**Entries taken from a collection:**
--- START ---

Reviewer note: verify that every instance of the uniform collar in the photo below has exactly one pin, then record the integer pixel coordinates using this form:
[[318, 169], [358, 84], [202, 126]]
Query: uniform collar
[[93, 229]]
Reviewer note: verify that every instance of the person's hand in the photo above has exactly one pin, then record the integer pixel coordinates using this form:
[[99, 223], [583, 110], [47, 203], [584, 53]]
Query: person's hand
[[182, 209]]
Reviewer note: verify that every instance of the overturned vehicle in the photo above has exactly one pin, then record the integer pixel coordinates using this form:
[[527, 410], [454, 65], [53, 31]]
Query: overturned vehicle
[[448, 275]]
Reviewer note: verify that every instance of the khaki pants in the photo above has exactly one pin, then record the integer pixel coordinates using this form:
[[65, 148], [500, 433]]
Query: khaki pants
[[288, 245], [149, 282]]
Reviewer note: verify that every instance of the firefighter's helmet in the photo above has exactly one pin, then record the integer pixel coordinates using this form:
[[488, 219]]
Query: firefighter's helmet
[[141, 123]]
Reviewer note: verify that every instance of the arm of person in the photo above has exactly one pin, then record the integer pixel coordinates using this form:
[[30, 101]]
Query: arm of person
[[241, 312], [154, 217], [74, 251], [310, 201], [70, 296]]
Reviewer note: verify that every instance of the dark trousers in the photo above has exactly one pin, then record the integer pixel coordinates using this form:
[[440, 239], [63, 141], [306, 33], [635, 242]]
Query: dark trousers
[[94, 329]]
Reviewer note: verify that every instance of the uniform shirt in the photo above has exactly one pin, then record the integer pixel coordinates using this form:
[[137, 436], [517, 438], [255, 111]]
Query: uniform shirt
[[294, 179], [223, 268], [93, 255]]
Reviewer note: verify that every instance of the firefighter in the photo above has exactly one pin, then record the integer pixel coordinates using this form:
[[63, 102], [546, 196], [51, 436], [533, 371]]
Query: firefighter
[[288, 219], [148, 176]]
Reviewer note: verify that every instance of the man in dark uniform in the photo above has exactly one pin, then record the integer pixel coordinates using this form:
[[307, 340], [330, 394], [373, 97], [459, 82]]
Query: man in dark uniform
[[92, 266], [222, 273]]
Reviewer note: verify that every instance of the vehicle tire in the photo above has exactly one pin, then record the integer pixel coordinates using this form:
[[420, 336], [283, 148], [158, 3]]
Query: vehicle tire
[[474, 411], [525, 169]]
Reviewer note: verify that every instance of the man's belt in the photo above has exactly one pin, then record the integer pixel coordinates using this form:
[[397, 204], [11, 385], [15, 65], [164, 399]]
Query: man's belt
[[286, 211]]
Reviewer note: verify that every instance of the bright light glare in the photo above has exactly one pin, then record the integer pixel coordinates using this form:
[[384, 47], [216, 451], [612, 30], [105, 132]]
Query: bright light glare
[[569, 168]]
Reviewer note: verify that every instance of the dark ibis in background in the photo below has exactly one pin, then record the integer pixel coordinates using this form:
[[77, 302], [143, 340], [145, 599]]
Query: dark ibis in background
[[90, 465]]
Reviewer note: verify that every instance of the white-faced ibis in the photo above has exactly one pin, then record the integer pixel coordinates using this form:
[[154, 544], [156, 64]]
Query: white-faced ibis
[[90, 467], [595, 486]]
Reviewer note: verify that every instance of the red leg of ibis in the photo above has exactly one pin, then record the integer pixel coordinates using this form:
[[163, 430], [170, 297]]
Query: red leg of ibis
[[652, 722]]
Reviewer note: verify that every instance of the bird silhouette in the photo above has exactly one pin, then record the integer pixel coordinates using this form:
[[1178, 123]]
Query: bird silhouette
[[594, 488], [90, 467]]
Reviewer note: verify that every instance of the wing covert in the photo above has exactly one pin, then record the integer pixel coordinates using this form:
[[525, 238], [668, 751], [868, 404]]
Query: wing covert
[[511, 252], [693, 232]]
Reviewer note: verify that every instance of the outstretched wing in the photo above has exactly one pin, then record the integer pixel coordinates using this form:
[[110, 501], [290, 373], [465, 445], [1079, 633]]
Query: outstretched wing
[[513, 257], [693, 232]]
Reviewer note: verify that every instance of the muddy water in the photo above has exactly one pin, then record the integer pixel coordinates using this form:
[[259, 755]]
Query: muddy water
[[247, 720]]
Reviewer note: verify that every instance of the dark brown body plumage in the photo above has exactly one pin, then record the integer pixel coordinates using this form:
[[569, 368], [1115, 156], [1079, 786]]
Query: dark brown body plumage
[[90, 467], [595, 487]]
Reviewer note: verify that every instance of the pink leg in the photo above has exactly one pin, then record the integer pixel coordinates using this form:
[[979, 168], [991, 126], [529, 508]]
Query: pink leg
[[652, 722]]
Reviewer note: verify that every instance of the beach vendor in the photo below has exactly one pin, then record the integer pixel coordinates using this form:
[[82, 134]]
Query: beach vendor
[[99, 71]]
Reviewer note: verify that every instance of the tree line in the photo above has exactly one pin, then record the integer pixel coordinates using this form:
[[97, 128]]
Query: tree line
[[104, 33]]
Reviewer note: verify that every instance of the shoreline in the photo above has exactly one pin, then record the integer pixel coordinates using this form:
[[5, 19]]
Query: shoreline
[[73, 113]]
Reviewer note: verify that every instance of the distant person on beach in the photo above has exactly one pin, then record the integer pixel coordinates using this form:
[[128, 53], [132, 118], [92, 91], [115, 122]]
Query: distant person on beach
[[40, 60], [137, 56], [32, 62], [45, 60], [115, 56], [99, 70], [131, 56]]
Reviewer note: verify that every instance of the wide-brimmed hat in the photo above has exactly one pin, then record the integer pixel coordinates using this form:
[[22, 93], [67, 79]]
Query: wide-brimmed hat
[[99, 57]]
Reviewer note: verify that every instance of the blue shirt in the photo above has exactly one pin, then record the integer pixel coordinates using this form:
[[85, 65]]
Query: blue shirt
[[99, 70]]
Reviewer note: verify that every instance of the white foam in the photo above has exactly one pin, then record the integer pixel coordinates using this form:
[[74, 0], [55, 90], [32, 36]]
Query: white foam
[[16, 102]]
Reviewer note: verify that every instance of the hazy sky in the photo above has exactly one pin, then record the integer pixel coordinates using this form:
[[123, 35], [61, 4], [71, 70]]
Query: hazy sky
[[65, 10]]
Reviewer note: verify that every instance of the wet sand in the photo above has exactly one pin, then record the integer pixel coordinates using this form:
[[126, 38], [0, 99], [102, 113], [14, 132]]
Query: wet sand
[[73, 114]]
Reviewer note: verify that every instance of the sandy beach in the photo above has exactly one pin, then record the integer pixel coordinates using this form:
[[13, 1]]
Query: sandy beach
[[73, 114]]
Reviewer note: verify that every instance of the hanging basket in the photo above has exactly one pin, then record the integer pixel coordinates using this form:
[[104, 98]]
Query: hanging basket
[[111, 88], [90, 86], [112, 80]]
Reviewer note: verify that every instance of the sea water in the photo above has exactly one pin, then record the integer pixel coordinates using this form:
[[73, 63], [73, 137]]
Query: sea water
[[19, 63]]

--- END ---

**Instructions for the task:**
Lines from the entries that contain the string "below" must be found and copied.

**Answer for this exercise:**
Reviewer note: verify that every instance of the uniform collar in the photo below has exactly one pin, then record the integer pixel coordinates using this form:
Reviewer note: verify that every instance of the dark ibis in background in the photo below has exactly one pin, then record the integer pixel coordinates using this form:
Reviewer note: verify that every instance of the beach vendor in the photo below has exactly one pin, then record the integer pixel coordinates using this form:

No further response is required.